#### Problem statement:
Every line holding the string "green" should be copied out of the listing.

#### Provided data:
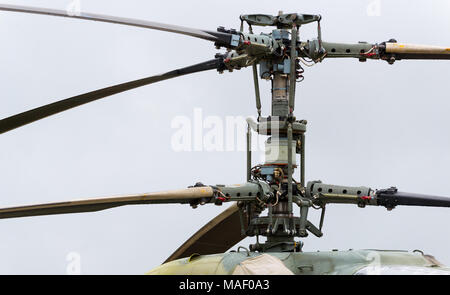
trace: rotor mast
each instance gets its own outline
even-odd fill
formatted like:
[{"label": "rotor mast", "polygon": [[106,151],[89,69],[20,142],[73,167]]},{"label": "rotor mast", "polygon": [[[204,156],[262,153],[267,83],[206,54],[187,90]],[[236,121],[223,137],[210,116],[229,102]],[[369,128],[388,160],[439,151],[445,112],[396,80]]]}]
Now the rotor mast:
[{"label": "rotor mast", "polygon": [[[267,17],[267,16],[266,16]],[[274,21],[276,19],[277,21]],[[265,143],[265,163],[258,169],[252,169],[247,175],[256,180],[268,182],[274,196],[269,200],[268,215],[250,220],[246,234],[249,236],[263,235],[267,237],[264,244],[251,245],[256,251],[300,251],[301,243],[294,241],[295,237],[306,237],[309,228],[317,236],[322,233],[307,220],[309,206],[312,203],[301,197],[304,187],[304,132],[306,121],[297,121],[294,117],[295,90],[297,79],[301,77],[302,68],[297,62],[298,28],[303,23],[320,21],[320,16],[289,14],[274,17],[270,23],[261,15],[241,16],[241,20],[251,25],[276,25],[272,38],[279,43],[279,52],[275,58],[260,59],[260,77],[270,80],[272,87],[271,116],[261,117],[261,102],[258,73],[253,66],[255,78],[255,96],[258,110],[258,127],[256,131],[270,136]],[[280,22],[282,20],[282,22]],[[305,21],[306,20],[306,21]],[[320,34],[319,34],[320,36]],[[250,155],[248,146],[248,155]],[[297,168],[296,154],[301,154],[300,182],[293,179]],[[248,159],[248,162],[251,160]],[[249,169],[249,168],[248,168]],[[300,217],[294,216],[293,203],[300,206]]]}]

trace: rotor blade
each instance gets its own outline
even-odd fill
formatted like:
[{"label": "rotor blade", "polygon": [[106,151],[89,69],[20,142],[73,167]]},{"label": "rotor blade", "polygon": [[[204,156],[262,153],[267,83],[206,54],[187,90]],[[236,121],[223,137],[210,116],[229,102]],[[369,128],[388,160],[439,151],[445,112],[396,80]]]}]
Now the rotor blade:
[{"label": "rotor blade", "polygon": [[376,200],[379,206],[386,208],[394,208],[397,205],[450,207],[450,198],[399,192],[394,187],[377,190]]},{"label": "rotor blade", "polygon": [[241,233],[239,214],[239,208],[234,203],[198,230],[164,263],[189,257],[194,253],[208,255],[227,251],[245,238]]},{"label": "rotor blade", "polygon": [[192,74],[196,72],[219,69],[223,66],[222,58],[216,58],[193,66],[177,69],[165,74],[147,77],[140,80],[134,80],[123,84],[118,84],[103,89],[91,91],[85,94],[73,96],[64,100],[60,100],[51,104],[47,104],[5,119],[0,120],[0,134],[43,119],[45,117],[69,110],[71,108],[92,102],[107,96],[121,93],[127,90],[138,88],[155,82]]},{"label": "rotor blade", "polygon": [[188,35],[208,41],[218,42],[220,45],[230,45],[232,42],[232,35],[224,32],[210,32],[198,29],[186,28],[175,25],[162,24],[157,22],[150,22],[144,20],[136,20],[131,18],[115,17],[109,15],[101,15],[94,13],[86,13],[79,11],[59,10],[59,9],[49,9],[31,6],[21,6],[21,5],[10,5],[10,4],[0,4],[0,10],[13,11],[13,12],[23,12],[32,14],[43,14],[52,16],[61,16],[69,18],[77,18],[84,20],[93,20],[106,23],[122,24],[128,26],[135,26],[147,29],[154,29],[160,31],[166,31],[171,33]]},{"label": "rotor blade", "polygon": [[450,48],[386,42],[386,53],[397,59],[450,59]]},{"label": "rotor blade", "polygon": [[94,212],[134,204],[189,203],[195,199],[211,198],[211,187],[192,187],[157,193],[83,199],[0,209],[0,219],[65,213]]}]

--

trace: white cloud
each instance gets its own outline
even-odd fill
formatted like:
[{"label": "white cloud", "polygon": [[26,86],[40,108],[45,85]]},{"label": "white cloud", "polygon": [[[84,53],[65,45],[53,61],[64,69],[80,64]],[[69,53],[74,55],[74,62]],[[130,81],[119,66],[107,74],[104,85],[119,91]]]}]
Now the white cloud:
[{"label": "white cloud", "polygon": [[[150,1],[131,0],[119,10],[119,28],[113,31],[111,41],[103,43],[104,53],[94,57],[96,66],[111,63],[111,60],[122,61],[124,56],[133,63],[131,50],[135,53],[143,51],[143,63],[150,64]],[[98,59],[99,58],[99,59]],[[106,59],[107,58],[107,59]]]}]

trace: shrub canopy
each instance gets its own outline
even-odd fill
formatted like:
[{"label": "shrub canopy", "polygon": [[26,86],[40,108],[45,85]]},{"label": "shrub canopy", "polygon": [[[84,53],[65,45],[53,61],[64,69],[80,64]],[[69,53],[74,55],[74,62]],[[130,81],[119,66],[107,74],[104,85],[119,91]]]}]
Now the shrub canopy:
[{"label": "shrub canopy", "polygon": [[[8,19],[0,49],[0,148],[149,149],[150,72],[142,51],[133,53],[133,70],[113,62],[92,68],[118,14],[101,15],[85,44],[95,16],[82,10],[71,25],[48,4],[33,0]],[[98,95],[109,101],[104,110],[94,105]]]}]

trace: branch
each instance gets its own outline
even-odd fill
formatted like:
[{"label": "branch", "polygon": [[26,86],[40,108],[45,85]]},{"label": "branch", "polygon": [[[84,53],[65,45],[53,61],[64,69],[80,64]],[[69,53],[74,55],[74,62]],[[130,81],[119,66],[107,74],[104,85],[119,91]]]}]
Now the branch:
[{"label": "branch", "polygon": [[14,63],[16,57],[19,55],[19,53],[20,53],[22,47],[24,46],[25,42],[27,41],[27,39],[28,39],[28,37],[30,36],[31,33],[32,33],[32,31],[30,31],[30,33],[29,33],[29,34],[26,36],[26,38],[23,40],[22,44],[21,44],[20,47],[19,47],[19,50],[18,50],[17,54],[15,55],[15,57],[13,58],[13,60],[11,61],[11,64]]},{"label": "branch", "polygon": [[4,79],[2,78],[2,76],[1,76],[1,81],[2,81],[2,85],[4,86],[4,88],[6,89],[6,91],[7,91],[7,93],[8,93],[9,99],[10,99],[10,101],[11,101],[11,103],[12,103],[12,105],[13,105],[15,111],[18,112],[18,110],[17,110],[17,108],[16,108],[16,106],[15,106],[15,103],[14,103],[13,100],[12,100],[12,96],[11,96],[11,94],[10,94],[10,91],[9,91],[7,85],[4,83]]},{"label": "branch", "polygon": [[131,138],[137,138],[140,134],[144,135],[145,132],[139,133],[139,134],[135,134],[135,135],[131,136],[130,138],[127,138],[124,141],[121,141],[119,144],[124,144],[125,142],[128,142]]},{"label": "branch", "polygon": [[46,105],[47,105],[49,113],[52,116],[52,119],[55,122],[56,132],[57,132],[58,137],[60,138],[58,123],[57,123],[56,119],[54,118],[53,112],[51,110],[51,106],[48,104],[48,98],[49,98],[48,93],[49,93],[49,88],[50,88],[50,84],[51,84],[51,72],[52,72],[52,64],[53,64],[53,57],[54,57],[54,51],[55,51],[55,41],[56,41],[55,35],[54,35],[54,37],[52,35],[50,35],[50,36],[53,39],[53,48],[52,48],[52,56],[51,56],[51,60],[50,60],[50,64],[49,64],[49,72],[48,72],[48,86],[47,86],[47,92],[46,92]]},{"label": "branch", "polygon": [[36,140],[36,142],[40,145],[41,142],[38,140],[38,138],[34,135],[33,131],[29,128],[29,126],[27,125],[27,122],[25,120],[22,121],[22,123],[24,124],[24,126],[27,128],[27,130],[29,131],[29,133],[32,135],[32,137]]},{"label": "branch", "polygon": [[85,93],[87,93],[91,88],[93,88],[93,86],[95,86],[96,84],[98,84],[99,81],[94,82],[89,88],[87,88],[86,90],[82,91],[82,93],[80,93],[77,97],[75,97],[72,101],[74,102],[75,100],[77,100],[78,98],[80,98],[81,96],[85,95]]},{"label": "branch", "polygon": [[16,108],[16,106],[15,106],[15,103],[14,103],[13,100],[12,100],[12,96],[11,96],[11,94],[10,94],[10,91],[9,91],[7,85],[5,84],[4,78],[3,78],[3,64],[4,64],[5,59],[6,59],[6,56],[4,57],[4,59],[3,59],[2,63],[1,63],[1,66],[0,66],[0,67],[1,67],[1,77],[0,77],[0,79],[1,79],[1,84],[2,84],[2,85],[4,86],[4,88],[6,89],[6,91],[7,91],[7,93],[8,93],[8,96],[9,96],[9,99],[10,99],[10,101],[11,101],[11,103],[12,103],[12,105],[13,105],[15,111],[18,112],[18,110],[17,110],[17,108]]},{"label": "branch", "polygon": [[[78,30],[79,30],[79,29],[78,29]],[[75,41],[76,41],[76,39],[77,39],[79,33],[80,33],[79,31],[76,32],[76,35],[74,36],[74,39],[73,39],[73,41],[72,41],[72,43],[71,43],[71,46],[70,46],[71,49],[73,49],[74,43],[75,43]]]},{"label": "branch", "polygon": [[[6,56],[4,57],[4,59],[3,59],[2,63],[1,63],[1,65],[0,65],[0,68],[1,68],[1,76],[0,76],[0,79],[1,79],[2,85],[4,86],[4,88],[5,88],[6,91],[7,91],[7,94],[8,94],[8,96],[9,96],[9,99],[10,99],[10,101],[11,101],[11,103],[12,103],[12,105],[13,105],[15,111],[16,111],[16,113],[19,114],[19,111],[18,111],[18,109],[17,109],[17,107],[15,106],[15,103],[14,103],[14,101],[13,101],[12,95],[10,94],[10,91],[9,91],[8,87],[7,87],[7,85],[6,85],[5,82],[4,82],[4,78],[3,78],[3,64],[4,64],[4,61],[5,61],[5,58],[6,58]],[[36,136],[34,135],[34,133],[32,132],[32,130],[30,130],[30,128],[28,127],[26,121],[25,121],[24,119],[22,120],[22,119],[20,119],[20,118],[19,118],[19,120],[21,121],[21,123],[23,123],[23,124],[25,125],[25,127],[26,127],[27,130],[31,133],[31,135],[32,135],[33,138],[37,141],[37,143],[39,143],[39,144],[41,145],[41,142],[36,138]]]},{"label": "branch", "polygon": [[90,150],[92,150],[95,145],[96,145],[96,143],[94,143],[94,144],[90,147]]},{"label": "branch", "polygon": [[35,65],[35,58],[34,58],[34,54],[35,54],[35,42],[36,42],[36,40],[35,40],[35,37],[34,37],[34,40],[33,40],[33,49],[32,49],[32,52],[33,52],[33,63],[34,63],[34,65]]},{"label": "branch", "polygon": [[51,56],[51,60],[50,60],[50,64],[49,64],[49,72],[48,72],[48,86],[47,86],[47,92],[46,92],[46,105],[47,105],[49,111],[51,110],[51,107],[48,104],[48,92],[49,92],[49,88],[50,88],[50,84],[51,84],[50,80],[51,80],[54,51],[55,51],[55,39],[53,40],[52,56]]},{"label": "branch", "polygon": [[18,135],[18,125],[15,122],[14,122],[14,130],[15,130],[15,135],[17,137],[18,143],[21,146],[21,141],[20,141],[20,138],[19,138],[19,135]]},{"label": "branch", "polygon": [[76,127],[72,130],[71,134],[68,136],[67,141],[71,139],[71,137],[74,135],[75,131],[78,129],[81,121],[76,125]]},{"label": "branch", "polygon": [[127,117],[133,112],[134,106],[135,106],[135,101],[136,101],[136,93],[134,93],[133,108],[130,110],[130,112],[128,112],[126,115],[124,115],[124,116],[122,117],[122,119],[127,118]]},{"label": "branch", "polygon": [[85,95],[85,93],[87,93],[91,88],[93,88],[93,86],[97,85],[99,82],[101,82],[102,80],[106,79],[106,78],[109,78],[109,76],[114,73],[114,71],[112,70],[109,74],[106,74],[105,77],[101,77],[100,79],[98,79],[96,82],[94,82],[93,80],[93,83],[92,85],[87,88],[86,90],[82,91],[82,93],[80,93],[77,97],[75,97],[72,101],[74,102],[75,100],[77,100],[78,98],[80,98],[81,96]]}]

==

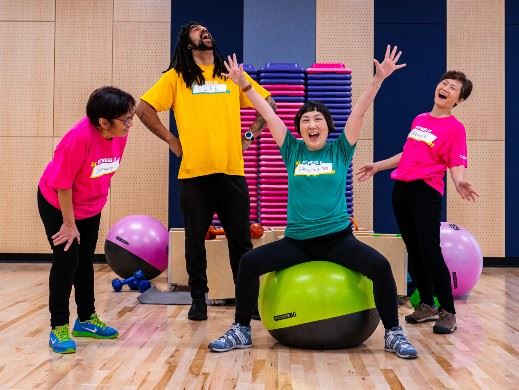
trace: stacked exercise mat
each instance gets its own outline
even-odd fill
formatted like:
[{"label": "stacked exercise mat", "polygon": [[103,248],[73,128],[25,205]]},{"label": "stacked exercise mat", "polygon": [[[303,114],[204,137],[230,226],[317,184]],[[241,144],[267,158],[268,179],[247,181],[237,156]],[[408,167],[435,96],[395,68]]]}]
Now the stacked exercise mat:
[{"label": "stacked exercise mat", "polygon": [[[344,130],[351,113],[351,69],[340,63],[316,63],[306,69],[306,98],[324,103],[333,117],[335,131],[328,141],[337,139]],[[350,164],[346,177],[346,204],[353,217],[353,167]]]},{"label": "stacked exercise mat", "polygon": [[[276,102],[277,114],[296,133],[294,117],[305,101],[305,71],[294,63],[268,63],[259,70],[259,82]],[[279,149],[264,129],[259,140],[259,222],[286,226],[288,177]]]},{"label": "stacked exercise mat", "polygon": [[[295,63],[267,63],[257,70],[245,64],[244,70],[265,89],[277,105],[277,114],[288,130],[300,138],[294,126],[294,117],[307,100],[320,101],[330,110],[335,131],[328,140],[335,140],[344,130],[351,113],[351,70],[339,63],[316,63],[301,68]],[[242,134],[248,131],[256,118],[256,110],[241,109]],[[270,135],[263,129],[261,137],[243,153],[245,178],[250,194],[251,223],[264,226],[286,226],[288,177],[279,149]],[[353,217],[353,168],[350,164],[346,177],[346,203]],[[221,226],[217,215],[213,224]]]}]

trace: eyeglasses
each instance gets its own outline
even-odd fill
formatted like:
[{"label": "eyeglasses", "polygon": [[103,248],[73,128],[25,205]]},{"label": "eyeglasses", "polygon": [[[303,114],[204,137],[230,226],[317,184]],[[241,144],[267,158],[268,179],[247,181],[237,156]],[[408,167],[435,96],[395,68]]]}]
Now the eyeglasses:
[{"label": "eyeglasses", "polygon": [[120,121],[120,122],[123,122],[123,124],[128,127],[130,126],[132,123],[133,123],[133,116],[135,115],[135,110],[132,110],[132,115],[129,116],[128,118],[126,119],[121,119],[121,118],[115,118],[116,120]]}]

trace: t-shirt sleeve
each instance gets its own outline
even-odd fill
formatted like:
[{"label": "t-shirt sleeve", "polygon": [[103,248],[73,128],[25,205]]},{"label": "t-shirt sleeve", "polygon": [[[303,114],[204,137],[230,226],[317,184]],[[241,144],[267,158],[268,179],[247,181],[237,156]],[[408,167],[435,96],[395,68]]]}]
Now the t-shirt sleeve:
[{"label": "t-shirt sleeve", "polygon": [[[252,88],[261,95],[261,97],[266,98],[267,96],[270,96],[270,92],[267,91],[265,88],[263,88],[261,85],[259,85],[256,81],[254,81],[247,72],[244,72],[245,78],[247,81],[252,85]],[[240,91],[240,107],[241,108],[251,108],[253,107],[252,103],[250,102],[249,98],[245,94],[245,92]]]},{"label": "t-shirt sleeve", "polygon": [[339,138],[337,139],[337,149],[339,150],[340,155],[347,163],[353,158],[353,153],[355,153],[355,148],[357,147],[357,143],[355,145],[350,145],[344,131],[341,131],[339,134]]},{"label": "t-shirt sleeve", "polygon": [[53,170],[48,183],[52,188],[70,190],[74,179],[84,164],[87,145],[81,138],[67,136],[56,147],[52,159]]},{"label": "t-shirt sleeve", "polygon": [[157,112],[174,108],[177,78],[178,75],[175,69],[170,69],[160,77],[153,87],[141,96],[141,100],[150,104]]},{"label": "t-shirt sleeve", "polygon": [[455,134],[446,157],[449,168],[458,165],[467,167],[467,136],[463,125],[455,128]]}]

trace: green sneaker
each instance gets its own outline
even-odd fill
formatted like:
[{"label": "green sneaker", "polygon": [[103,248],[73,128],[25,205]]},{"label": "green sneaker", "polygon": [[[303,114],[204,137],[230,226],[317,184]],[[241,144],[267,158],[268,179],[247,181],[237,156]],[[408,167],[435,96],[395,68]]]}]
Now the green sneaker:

#### Written answer:
trace: green sneaker
[{"label": "green sneaker", "polygon": [[103,248],[73,128],[25,205]]},{"label": "green sneaker", "polygon": [[[303,114],[204,137],[230,226],[317,184]],[[241,144],[267,158],[268,179],[247,181],[237,156]],[[408,167],[435,96],[395,68]]]}]
Now the green sneaker:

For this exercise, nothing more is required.